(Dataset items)
#####

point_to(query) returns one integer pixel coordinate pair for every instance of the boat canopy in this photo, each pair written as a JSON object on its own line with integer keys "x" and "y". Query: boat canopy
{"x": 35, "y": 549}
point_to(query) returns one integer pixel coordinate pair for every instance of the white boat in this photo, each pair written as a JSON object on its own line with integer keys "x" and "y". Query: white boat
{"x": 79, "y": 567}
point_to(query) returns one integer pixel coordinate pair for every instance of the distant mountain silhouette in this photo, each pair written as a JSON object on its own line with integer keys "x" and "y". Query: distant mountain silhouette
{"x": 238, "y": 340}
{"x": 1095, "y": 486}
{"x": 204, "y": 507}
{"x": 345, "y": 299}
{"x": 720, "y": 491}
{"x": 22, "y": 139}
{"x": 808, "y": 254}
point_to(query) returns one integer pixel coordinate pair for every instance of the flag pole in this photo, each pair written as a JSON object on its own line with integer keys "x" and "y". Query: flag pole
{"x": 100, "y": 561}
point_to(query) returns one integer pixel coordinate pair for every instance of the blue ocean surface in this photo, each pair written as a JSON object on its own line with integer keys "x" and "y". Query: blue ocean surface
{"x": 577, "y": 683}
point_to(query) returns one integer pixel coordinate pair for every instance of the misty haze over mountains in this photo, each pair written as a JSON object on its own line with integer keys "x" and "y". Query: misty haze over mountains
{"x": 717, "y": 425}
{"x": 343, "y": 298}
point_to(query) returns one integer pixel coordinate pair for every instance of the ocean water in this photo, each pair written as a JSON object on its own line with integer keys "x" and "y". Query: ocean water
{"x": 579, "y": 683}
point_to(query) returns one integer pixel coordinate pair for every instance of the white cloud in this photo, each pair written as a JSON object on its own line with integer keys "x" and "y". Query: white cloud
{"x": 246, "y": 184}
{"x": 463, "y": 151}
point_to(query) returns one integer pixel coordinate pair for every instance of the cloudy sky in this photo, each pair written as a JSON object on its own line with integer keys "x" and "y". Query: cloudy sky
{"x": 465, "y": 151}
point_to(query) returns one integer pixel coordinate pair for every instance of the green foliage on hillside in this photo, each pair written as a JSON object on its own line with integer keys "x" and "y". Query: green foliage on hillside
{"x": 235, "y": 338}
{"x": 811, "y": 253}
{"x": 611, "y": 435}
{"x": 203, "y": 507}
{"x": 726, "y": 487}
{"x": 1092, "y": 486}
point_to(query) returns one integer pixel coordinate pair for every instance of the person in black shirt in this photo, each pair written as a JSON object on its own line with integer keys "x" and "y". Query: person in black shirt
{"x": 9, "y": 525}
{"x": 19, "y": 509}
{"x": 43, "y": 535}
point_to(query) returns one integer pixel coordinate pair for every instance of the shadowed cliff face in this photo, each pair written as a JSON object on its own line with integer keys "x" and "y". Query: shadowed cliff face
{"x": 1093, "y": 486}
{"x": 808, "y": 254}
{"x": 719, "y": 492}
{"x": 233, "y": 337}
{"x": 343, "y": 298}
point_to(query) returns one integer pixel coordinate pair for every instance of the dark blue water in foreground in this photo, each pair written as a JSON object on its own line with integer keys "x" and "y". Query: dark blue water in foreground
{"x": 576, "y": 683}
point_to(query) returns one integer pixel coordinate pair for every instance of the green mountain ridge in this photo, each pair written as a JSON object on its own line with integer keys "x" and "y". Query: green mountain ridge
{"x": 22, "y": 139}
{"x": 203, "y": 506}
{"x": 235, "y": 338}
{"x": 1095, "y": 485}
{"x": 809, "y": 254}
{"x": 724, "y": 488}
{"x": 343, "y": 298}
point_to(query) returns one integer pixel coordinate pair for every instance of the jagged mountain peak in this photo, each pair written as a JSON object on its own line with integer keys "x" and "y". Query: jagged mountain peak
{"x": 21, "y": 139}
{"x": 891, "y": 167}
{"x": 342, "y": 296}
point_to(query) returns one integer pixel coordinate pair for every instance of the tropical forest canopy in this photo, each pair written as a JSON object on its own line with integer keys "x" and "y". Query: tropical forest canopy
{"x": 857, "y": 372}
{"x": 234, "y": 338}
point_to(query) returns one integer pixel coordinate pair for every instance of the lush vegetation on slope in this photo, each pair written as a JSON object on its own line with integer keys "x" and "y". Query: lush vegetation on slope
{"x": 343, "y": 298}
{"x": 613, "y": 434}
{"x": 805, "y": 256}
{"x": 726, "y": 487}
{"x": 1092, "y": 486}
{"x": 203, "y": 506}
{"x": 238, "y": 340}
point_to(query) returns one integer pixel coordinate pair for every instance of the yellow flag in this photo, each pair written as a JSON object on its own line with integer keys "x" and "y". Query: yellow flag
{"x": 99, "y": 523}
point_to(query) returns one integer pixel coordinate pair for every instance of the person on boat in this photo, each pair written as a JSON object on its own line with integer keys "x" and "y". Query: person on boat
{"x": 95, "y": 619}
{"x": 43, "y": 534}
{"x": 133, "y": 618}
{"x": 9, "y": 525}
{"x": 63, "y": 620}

#####

▶ _EXERCISE DETAILS_
Reproduce the entries exactly as they appear.

▶ _RESULT_
point_to(query) returns one integer pixel coordinate pair for every instance of the boat canopy in this photo, each pair written as a JSON object on its own line with integer keys "x" and "y". Query: boat canopy
{"x": 35, "y": 549}
point_to(query) returns one integer pixel coordinate pair for every instance of the white boat in this photo, each pair written as a JSON object on its own line with integer keys "x" and "y". Query: white boat
{"x": 79, "y": 567}
point_to(query) returns one integer pixel coordinate pair for every instance of the distant mountain silhouette in this photo, each pair written as a JSON object on its own line with integer keys "x" and "y". Query: distant mountain silhouette
{"x": 238, "y": 340}
{"x": 1095, "y": 486}
{"x": 204, "y": 507}
{"x": 345, "y": 299}
{"x": 720, "y": 491}
{"x": 22, "y": 139}
{"x": 808, "y": 254}
point_to(query) returns one integer pixel coordinate pair for every instance of the flag pole in this photo, each pair written as a JSON object on its own line with integer keys "x" and "y". Query: flag pole
{"x": 100, "y": 561}
point_to(query) returns one integer pixel coordinate pair for every instance of the blue ocean surface in this photo, each pair written as a JSON object on its own line with integer keys "x" and "y". Query: blue ocean surface
{"x": 577, "y": 683}
point_to(query) returns one integer pixel coordinate pair for every instance of the misty haze over mountains in this photo, each pair written as a JSON object on its own line with integer keys "x" and "y". Query: misty haze over mountains
{"x": 717, "y": 425}
{"x": 343, "y": 298}
point_to(query) returns one integer pixel coordinate pair for every instance of the ocean water in this photo, each pair written as a JSON object on its own line with integer keys "x" and "y". Query: ocean water
{"x": 579, "y": 683}
point_to(query) returns one integer pixel coordinate pair for every instance of the white cloud in this photo, each pair written as a JSON object on its own line with integer keys "x" and "y". Query: white cloud
{"x": 246, "y": 184}
{"x": 463, "y": 151}
point_to(query) returns one integer pixel coordinate pair for every instance of the cloudy sky in this photo, each pair written as a JSON object on its own line with integer keys "x" and "y". Query: cloudy sky
{"x": 465, "y": 151}
point_to(query) returns one integer pixel coordinate pair for every instance of the green foliage on hillside in this photo, each pair written as a JSON object on its own line with integer keys "x" and "y". Query: green foliage on hillside
{"x": 235, "y": 338}
{"x": 811, "y": 253}
{"x": 611, "y": 435}
{"x": 203, "y": 507}
{"x": 726, "y": 487}
{"x": 1092, "y": 486}
point_to(query) returns one integer pixel coordinate pair for every instance of the person in black shirt in this photo, each pair written as a JSON object on its own line with integer keys "x" and "y". Query: person in black shirt
{"x": 9, "y": 525}
{"x": 19, "y": 509}
{"x": 43, "y": 535}
point_to(query) returns one integer pixel coordinate pair for every instance of the shadowed cliff face in this photo, each pair written as a JSON object on its own line with integer keys "x" and "y". Query: shadowed cliff face
{"x": 1093, "y": 486}
{"x": 808, "y": 254}
{"x": 719, "y": 492}
{"x": 233, "y": 337}
{"x": 343, "y": 298}
point_to(query) returns one integer pixel coordinate pair for every instance of the dark blue water in foreground in this photo, each pair written as a JSON object on its own line with integer keys "x" and "y". Query: dark blue water in foreground
{"x": 576, "y": 683}
point_to(query) returns one integer pixel coordinate pair for every instance of the green mountain ridge in this photo, each pair written as a JSON object on its own line with integer keys "x" and "y". Query: green mountain ridge
{"x": 22, "y": 139}
{"x": 203, "y": 506}
{"x": 235, "y": 338}
{"x": 1095, "y": 485}
{"x": 809, "y": 254}
{"x": 724, "y": 488}
{"x": 343, "y": 298}
point_to(query) returns one integer pixel coordinate pair for every instance of the jagged mountain peak in this photo, each pair written as a JSON object on its own line with integer keys "x" and "y". Query: jagged mountain peak
{"x": 21, "y": 139}
{"x": 891, "y": 167}
{"x": 342, "y": 296}
point_to(query) returns one integer pixel coordinate pair for every instance of the tropical forest canopy in this photo, each pair written as a JSON object on its own line with integer keys "x" and "y". Query: tropical forest canopy
{"x": 857, "y": 372}
{"x": 234, "y": 338}
point_to(query) returns one integer pixel coordinate pair for every instance of the lush vegetation on slope in this photo, each pair written as a JSON object on its own line with integer keys "x" and "y". Query: lush vegetation on slope
{"x": 343, "y": 298}
{"x": 613, "y": 434}
{"x": 805, "y": 256}
{"x": 726, "y": 487}
{"x": 1092, "y": 486}
{"x": 203, "y": 506}
{"x": 238, "y": 340}
point_to(query) returns one integer pixel coordinate pair for every instance of the yellow flag in this photo, each pair written as a JSON object on its own line with integer keys "x" and "y". Query: yellow flag
{"x": 99, "y": 523}
point_to(query) returns one integer pixel coordinate pair for every instance of the person on boat in this photo, each pair written as a JSON object on its own line with integer keys "x" and "y". Query: person on boat
{"x": 95, "y": 619}
{"x": 43, "y": 534}
{"x": 133, "y": 618}
{"x": 9, "y": 525}
{"x": 63, "y": 620}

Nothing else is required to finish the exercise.